## begin EXCERPTED RECORDS
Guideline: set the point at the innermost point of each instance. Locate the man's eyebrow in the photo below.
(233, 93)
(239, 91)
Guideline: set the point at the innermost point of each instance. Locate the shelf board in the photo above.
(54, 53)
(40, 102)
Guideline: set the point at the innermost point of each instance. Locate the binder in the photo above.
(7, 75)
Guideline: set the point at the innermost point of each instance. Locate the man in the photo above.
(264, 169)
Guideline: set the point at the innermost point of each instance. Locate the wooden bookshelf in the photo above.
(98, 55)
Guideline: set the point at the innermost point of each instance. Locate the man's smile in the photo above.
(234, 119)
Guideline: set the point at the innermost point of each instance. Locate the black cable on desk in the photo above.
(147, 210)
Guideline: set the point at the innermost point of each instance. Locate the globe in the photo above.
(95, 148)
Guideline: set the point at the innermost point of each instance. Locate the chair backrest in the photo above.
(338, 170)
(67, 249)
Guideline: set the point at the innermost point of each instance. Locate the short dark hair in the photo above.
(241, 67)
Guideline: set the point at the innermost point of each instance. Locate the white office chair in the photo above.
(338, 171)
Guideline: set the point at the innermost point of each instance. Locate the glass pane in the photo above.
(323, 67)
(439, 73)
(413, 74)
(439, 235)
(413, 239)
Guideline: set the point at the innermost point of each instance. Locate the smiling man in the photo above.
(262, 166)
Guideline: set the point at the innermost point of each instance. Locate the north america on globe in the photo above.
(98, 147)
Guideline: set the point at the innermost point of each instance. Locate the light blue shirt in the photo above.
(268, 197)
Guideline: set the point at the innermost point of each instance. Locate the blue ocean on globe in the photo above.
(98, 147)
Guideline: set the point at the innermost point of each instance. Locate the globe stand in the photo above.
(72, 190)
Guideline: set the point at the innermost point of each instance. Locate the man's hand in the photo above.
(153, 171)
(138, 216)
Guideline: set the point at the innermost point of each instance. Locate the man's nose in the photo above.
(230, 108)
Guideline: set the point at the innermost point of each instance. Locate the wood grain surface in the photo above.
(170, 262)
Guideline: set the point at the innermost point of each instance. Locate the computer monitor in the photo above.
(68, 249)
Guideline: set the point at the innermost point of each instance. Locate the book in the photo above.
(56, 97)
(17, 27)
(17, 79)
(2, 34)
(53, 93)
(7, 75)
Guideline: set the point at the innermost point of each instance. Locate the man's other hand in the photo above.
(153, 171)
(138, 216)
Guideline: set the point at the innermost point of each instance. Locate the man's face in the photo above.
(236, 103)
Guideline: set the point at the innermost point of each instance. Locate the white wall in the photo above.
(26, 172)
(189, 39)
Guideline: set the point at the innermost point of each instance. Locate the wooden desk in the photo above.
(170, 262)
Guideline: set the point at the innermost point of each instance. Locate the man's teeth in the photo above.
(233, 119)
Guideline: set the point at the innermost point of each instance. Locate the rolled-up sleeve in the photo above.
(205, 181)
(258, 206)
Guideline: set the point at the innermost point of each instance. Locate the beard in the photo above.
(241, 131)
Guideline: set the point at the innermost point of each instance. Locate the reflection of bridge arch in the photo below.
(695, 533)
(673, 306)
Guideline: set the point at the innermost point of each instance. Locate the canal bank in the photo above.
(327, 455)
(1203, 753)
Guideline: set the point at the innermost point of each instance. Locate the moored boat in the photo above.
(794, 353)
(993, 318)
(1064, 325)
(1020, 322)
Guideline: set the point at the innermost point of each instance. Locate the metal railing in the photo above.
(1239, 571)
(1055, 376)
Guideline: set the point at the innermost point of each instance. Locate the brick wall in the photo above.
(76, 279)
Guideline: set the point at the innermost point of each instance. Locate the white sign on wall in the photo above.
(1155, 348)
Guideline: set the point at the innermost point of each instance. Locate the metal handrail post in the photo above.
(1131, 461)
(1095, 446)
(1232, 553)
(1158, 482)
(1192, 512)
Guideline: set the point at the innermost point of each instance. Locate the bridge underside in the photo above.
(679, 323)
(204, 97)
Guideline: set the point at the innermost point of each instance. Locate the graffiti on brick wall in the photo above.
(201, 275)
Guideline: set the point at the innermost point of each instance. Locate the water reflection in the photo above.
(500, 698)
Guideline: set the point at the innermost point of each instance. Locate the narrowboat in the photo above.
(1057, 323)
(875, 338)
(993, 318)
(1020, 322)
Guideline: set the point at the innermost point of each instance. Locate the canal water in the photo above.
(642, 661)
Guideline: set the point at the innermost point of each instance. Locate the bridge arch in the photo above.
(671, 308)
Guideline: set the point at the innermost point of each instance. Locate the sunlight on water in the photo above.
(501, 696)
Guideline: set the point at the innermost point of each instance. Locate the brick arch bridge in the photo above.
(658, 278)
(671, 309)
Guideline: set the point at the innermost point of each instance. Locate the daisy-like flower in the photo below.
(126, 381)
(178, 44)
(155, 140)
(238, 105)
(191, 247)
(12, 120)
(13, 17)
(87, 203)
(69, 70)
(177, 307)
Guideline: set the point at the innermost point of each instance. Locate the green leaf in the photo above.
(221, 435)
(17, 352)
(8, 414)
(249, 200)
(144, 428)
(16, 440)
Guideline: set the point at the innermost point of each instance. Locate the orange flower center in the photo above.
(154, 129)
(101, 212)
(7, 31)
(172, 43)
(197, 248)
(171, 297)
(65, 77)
## end EXCERPTED RECORDS
**WORK INSTRUCTIONS**
Update the rows from the line containing "on wall in the photo above." through the last row, replacing "Locate" with "Mark" and leaving everything else unchanged.

**THE ANSWER**
Guideline: set the point at the innermost point of each instance. Mark the white sign on wall in the photo above.
(1155, 348)
Guideline: set the point at the innermost point of each instance. Mark the metal handrail post in the photo above.
(1131, 461)
(1095, 446)
(1232, 553)
(1158, 482)
(1192, 512)
Guideline: set the point at the innermost point of each instance. Mark the bridge underside in the photo above.
(679, 323)
(204, 97)
Guideline: set the point at the innermost point of each instance. Mark the graffiti on brick wall in the photo above.
(201, 275)
Guideline: set the point at the innermost point of each instance. Mark the water reflection in the photo above.
(500, 698)
Guideline: set the point at the innermost point of each instance. Mark the narrowboat in the photo above.
(1057, 323)
(875, 338)
(993, 318)
(1020, 322)
Guideline: set the point at the innermost point of each instance. Mark the canal water in the photo above.
(642, 661)
Guideline: set the point at the innermost point of each instance. Mark the bridge arch in the photo above.
(671, 308)
Guideline: set the point at the innermost point of each instance. Mark the sunlight on water in the photo above.
(501, 696)
Guideline: set the point at the innermost point of each instance. Mark the brick arch bridge in the photo above.
(658, 278)
(671, 309)
Guideline: set the point at the innermost point of each instance. Mark the daisy-like flower in the photo below.
(126, 381)
(178, 44)
(155, 140)
(238, 105)
(191, 247)
(12, 120)
(13, 17)
(87, 203)
(69, 70)
(177, 307)
Guideline: set the point at the innermost point of each instance. Mark the green leaf in the photo above.
(221, 435)
(17, 352)
(8, 414)
(249, 200)
(144, 428)
(16, 440)
Guideline: set the point at the innermost point of each instance. Mark the orange flower center in the photo above.
(154, 129)
(101, 212)
(7, 31)
(172, 43)
(197, 248)
(171, 297)
(65, 77)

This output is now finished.